_TEXT SECTION_:
****************

DISCOVERING AND ABANDONING THE CATHEDRAL OF BOOKS

Listen to Jim’s podcast:

http://redclaydiary.com/mp3/discoveringandabandoningthecathedralofbooks.mp3

or read his tale below:

DISCOVERING AND ABANDONING THE CATHEDRAL OF BOOKS

 Diving headlong into the pages of my lifelong Red Clay Diary, I find these notes.

They are both actual and true:

The spindly used and tape-repaired thin-wheeled bicycle is my rocket machine to all parts of the city of Tuscaloosa in the 1950′s. I can hop on that black spider vehicle and escape Eastwood Avenue, Northington Campus and all points east, and ride westward down the breeze toward Downtown and freedom for a few hours.

I yank the front of the bike up to climb curbs, skid parallel to railroad tracks, nearly lose control, then cross several more tracks diagonally to get to the main street of Tuscaloosa.

First stop is the Cathedral of Books, the Tuscaloosa County Library, where the 19th-century Friedman home houses all there is of a public library for the town. Climbing the stairs is like ascending the steps of a Mayan pyramid, for from the top, I can turn and survey passing traffic and pedestrians in the sure knowledge that wherever they are headed, it cannot possibly be as exciting as where I am going. Poor peasants!

Inside the library, it is quiet and creaky, and the odor of musty books is everywhere. Rubberstamped tramping upon library file cards is about the loudest noise. I can spend all the time I want, running my fingers over the spine titles, trying ever so hard to decide what I can actually read by book-return time. How will I ever possibly get to read all those books, go to all those special places that the poor deprived pedestrians and motorists outside cannot even imagine?

I head for the science section, reading all the astronomy and simplified physics books I get my hands on, books by Willy Ley, Chesley Bonestell, George Gamow, Isaac Asimov…then go for the adult fiction area and pick out the authors I have already fallen in love with: Aldous Huxley, George Orwell, Max Shulman, Thorne Smith–authors who aren’t really writing fiction at all–they are writing about what I know now, what I know might happen, what I hope won’t happen, what I pray will happen. 

Then, poetry, making friends with Robert Frost and Sara Teasdale and Carl Sandburg and James Whitcomb Riley. And on to theatre scripts, plays by Dylan Thomas, Arthur Miller, Tennessee Williams…

And then, science fiction! Ray Bradbury and his followers, Arthur C. Clarke, Shirley Jackson, Robert Heinlein, Fredric Brown…and Ray Bradbury again. After reading every science fiction book in the library, I find I need more. Is this all there is? Are there no other books in the universe?

****************

_DATA LISTING_:

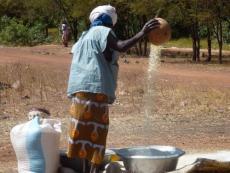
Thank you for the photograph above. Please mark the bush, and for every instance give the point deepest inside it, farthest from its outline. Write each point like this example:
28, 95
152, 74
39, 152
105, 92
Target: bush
16, 33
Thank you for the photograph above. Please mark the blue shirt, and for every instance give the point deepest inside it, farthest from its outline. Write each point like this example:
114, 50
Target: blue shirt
90, 71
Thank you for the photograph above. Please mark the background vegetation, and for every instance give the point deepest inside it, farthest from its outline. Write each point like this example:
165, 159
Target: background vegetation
28, 22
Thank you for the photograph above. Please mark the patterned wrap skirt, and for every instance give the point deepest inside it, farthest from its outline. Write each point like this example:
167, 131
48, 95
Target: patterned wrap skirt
88, 127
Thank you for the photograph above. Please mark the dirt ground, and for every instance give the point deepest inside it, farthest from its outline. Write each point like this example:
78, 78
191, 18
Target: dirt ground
183, 104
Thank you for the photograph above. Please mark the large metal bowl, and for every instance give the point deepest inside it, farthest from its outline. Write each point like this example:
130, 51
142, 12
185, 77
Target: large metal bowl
150, 159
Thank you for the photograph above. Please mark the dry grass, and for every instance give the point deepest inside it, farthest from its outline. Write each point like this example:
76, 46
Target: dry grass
177, 111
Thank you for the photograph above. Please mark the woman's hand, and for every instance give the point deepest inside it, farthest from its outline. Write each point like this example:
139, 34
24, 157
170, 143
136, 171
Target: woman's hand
150, 25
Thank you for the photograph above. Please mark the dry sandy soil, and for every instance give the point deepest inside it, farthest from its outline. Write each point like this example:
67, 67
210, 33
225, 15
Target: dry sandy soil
180, 104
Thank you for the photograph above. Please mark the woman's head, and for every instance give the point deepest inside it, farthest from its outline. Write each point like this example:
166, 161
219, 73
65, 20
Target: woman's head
103, 15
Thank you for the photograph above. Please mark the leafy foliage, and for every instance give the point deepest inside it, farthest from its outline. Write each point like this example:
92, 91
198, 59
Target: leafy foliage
14, 32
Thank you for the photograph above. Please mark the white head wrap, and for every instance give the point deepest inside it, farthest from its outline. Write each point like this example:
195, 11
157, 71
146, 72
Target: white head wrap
107, 9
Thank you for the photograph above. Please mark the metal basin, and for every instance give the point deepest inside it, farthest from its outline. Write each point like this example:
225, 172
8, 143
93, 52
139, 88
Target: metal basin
150, 159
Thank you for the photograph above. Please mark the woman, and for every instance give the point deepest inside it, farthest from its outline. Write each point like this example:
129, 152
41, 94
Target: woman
92, 84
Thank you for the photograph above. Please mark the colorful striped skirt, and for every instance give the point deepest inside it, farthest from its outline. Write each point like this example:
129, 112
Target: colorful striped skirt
89, 127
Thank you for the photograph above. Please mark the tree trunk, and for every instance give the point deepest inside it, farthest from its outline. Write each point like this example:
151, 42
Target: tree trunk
209, 41
193, 43
220, 41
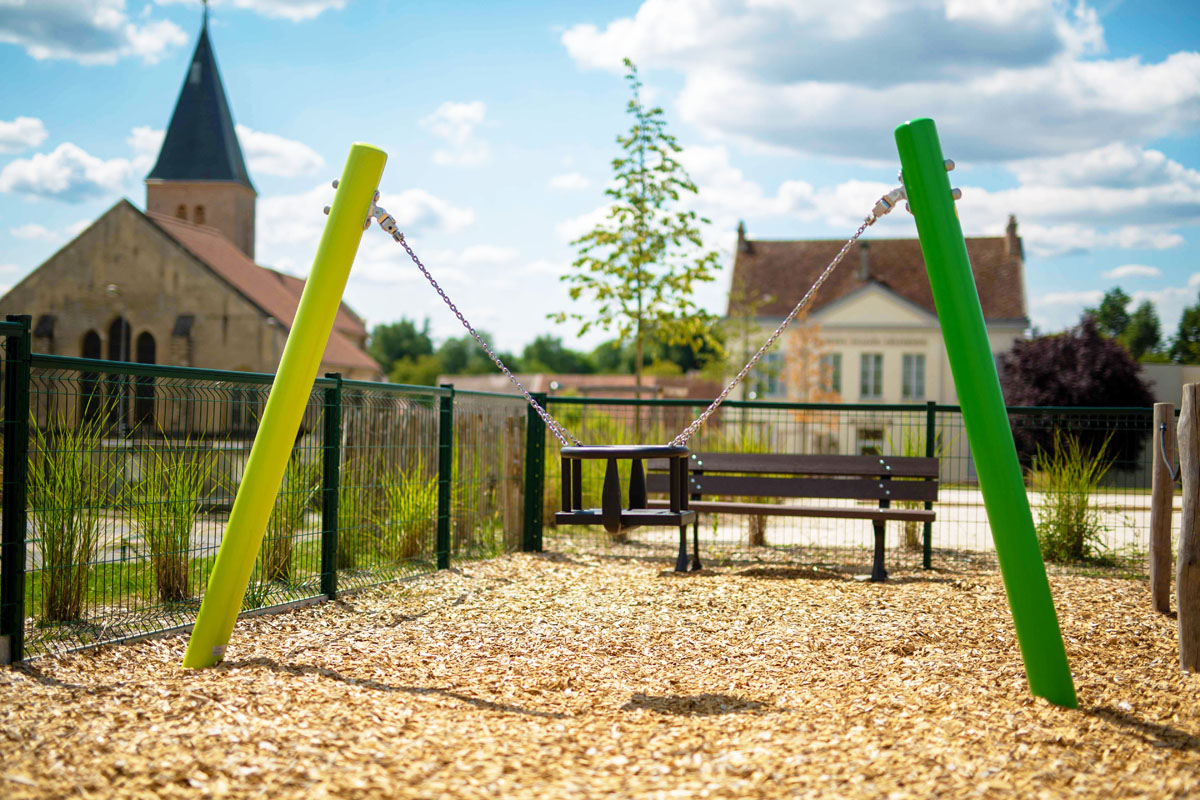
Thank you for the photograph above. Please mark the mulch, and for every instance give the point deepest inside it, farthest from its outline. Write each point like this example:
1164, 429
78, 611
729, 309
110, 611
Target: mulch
598, 675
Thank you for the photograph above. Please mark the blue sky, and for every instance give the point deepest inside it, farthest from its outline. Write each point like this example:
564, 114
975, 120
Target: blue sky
499, 121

****************

_TASK SET_:
a – Answer these questions from the Cathedral of Books piece:
(i) What building houses the Tuscaloosa County Library?
(ii) Which section of the library does the narrator head for first?
(iii) Which avenue does the bicycle let the narrator escape?
b – Output the stretch of the Cathedral of Books piece from "And then, science" through "in the universe?", copied word for word.
c – Translate this sentence from the Cathedral of Books piece into Spanish: "Inside the library, it is quiet and creaky, and the odor of musty books is everywhere."
The records are separate from the Cathedral of Books piece.

_ANSWERS TO THE EXERCISES_:
a –
(i) The 19th-century Friedman home.
(ii) The science section.
(iii) Eastwood Avenue.

b –
And then, science fiction! Ray Bradbury and his followers, Arthur C. Clarke, Shirley Jackson, Robert Heinlein, Fredric Brown…and Ray Bradbury again. After reading every science fiction book in the library, I find I need more. Is this all there is? Are there no other books in the universe?

c – Dentro de la biblioteca hay silencio y todo cruje, y el olor a libros mohosos está por todas partes.